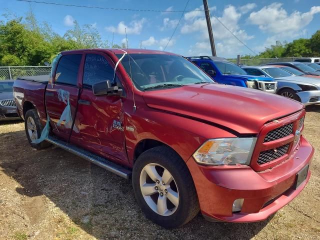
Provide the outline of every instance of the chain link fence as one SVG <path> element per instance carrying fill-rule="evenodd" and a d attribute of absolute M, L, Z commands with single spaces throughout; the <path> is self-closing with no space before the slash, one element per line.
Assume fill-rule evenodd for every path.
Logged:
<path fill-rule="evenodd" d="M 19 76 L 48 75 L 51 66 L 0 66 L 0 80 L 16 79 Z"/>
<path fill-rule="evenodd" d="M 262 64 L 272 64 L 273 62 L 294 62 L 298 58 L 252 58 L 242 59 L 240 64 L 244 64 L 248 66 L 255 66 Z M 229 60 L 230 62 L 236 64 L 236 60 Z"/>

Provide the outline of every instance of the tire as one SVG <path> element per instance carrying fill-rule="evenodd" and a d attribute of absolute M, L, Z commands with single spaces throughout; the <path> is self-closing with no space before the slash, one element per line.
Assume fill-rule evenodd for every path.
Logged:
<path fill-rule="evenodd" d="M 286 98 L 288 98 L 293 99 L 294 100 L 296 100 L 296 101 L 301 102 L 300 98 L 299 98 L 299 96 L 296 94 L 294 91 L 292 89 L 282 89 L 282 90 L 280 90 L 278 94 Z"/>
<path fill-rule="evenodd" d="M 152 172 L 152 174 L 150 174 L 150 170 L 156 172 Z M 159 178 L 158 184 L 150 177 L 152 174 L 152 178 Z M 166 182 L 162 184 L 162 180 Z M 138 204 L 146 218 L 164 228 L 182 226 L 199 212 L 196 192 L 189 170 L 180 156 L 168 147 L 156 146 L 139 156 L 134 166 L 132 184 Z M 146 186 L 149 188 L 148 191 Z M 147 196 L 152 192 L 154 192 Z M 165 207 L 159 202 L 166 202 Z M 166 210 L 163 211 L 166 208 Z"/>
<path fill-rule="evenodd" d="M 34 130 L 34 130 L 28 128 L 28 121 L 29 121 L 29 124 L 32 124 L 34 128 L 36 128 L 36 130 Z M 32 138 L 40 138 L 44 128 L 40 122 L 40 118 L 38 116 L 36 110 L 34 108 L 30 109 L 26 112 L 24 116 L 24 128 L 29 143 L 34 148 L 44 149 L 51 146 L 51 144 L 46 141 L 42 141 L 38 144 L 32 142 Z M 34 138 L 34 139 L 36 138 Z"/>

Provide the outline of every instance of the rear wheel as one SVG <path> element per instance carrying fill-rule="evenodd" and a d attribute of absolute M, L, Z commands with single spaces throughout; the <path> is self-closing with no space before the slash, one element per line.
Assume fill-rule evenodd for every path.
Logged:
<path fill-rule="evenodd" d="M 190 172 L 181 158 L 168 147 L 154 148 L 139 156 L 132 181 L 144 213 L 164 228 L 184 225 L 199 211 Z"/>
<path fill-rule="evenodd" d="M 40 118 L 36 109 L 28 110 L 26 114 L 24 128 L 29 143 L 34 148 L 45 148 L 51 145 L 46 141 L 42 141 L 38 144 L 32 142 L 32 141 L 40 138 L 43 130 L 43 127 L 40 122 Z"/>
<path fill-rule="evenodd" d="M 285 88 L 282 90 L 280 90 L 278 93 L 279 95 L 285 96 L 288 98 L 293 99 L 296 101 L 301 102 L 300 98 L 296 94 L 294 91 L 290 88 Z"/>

---

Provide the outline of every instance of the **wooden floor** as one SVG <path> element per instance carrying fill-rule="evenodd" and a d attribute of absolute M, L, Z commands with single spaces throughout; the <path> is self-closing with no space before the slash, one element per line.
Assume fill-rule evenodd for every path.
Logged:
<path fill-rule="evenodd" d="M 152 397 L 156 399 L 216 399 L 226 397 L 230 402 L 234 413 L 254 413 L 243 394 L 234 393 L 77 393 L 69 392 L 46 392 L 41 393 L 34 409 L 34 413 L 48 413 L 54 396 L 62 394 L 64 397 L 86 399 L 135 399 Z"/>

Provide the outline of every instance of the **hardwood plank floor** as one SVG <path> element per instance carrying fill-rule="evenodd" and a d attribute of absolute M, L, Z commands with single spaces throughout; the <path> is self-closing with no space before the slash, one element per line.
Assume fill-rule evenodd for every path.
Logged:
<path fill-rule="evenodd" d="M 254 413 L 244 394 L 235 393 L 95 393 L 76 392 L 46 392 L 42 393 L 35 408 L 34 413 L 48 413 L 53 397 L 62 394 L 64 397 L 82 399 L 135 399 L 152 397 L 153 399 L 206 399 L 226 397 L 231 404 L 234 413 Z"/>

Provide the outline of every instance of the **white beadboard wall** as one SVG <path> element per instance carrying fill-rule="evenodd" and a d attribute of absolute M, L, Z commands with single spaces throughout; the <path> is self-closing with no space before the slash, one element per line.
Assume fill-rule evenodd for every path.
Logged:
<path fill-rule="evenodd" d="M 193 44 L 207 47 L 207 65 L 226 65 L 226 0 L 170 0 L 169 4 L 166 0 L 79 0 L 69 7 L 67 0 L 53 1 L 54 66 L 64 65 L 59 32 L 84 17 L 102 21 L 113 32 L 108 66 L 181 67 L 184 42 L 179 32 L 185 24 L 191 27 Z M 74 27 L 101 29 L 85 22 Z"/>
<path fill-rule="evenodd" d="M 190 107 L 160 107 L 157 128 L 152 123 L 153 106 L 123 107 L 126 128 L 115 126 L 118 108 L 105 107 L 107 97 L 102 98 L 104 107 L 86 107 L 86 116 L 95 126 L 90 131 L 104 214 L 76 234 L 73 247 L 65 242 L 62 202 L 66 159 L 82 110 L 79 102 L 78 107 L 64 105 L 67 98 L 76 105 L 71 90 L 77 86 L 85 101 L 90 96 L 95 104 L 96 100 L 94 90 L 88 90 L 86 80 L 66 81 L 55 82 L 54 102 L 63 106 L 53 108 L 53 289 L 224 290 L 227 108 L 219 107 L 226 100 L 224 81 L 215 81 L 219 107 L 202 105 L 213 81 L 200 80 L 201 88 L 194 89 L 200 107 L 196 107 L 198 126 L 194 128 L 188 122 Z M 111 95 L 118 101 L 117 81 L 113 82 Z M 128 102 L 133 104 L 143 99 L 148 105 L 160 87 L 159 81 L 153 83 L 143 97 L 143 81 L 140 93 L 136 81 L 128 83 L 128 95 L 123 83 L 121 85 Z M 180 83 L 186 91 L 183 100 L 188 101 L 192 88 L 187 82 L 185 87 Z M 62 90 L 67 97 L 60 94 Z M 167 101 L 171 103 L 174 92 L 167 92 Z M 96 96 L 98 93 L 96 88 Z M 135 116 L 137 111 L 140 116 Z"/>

**WORK TO BE COMPLETED**
Rewrite the lines from the one containing "Provide the outline of every instance of the chain" through the one containing "19 76 L 48 75", inclusive, with "chain link fence" replaced by "wire mesh fence" and nothing else changed.

**SOLUTION TO THIS EXERCISE**
Provide the outline of every instance of the wire mesh fence as one SVG <path> element per instance carrying fill-rule="evenodd" and a d attribute of absolute M, L, Z commands with single spaces throughout; the <path> is self-closing with no space before the slash, one element per line.
Assume fill-rule evenodd for every path.
Logged:
<path fill-rule="evenodd" d="M 19 76 L 48 75 L 51 66 L 0 66 L 0 80 L 16 79 Z"/>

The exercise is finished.